## CHALLENGE 1
Answer these from the passage on driving in the rain:
(a) What does the passage say traffic has become as slow as?
(b) What are the windshield wipers trying to whisk away?
(c) What might be jammed up and keep the accumulating water from getting out of the street?
## CHALLENGE 2
From the passage on driving in the rain, return everything from "Visibility can be" down to "of obstructed view.".
## CHALLENGE 3
Translate this sentence from the passage on driving in the rain into Spanish: "An astute driver is on their toes while driving in the rain."

## DOCUMENT SECTION
I’m singing and dancing in the rain.
Well, I’d so while on the sidewalk and walking along as a pedestrian, but assuredly I would not be doing any “singing and dancing” while at the wheel of a car that is being drenched by a severe rainstorm.
All around me are other cars that are struggling to make their way through the rain barrage. Traffic has become as slow as molasses. Everyone is late to wherever they are trying to drive. It is a colossal rain-soaked mess. In short, driving in the rain is rarely a frivolity and decidedly not a proverbial picnic in the park.
An astute driver is on their toes while driving in the rain.
Visibility can be radically reduced, so you need to strain to see what is up ahead. The windshield wipers are doing their best to whisk away the blurry coating of rainwater, but this does not entirely solve the problem of being able to see clearly and without any kind of obstructed view.
The roads are super slick and there are deep puddles to be dealt with (for my analysis of self-driving cars dealing with mysterious puddles while driving, see the link here). There is bound to be flooding somewhere along your driving journey. Perhaps the roadway was poorly designed and fails to ensure that the rainwater cascades off the roadway surface. Or maybe a storm drain is jammed up and won’t let the accumulating mass of water get out of the street.

(Excerpts from point annotation data)
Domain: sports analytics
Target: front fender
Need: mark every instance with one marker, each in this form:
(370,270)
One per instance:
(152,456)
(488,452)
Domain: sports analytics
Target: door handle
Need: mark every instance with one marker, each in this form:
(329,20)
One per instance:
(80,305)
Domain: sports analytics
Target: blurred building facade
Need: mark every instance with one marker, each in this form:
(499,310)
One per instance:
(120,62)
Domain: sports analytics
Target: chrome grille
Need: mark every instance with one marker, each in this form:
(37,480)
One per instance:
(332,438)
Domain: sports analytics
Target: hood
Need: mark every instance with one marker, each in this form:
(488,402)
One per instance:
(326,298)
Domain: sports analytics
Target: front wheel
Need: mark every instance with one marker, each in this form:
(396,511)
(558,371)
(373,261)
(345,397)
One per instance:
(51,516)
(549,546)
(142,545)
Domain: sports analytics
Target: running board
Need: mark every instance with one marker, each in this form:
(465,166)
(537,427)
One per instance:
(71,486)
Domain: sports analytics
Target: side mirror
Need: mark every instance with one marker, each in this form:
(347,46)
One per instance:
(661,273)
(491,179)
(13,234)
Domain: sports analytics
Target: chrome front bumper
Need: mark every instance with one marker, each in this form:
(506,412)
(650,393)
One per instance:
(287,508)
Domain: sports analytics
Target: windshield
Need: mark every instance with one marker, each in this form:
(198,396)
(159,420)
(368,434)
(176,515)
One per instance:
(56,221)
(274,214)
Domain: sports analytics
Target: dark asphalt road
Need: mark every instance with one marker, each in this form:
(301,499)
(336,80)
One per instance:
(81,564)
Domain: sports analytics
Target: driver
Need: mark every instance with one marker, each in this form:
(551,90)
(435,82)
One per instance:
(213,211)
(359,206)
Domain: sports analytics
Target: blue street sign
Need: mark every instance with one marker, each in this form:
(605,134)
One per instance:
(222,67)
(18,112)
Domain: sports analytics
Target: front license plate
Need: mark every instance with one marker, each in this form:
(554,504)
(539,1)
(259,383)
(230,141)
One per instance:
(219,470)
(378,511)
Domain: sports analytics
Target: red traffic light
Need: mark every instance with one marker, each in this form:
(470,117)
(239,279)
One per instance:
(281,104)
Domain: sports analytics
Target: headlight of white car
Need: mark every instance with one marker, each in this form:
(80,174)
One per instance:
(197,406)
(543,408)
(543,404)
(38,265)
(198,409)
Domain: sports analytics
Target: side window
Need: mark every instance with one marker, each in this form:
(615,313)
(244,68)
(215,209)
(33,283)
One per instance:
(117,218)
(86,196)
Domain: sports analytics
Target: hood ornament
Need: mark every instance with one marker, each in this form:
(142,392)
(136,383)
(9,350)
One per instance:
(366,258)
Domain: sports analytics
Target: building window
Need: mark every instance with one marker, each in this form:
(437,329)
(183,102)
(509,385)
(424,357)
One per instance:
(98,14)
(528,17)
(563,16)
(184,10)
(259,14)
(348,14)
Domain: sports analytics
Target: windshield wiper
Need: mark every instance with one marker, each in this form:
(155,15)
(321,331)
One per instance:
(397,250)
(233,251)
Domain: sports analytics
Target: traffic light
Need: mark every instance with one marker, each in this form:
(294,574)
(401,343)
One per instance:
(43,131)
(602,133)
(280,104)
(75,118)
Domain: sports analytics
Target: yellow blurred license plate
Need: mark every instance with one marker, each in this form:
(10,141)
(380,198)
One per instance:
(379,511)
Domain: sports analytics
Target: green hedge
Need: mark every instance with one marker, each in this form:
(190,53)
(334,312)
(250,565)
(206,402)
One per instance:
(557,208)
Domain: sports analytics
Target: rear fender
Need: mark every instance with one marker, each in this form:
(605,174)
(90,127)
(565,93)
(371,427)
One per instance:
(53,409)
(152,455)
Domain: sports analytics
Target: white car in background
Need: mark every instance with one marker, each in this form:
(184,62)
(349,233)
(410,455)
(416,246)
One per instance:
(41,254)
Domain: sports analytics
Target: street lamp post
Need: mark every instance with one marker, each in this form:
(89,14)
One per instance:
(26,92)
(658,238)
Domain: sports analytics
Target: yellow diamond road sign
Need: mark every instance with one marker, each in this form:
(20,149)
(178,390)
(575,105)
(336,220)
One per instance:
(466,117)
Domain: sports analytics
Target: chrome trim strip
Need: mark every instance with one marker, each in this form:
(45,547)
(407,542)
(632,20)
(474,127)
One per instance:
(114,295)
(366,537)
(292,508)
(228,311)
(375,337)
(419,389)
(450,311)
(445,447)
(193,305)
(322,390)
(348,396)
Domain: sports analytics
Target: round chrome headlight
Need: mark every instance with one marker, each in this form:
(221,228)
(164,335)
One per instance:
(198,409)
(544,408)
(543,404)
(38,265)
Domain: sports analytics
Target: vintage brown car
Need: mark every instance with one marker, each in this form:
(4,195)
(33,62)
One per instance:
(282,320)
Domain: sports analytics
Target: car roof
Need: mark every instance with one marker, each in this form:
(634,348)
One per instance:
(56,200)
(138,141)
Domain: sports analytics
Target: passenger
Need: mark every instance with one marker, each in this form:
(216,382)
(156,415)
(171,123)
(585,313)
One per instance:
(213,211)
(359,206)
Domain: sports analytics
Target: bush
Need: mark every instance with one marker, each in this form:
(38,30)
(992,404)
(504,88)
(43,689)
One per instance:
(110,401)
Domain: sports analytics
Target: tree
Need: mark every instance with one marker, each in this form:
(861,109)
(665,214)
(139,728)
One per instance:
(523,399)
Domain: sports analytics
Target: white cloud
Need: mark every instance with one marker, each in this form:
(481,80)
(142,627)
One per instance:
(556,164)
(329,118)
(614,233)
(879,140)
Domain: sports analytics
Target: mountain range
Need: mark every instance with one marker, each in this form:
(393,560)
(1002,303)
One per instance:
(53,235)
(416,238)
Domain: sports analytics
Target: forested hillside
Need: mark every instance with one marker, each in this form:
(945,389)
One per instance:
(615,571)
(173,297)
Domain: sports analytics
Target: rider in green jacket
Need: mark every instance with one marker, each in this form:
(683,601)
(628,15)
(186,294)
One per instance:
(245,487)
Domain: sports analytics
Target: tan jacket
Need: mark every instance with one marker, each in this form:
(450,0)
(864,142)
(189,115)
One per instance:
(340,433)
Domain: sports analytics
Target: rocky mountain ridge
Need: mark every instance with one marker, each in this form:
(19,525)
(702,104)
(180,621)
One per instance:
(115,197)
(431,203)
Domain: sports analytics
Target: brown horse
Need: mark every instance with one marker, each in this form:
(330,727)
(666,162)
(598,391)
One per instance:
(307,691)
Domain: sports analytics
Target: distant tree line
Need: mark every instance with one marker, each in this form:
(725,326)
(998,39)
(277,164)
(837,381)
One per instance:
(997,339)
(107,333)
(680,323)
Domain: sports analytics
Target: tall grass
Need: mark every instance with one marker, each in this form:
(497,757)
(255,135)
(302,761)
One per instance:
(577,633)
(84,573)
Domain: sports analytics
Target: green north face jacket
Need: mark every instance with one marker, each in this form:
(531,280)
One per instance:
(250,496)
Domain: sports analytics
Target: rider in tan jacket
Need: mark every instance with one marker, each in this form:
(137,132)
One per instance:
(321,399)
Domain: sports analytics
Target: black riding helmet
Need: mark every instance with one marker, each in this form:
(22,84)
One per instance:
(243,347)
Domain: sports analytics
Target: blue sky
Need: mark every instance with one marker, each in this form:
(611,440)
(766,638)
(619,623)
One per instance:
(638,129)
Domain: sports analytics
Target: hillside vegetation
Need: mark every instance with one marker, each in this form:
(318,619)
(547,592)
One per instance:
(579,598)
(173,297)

## COMPLETE ANSWER 1
(a) Molasses.
(b) The blurry coating of rainwater.
(c) A storm drain.

## COMPLETE ANSWER 2
Visibility can be radically reduced, so you need to strain to see what is up ahead. The windshield wipers are doing their best to whisk away the blurry coating of rainwater, but this does not entirely solve the problem of being able to see clearly and without any kind of obstructed view.

## COMPLETE ANSWER 3
Un conductor astuto se mantiene alerta mientras conduce bajo la lluvia.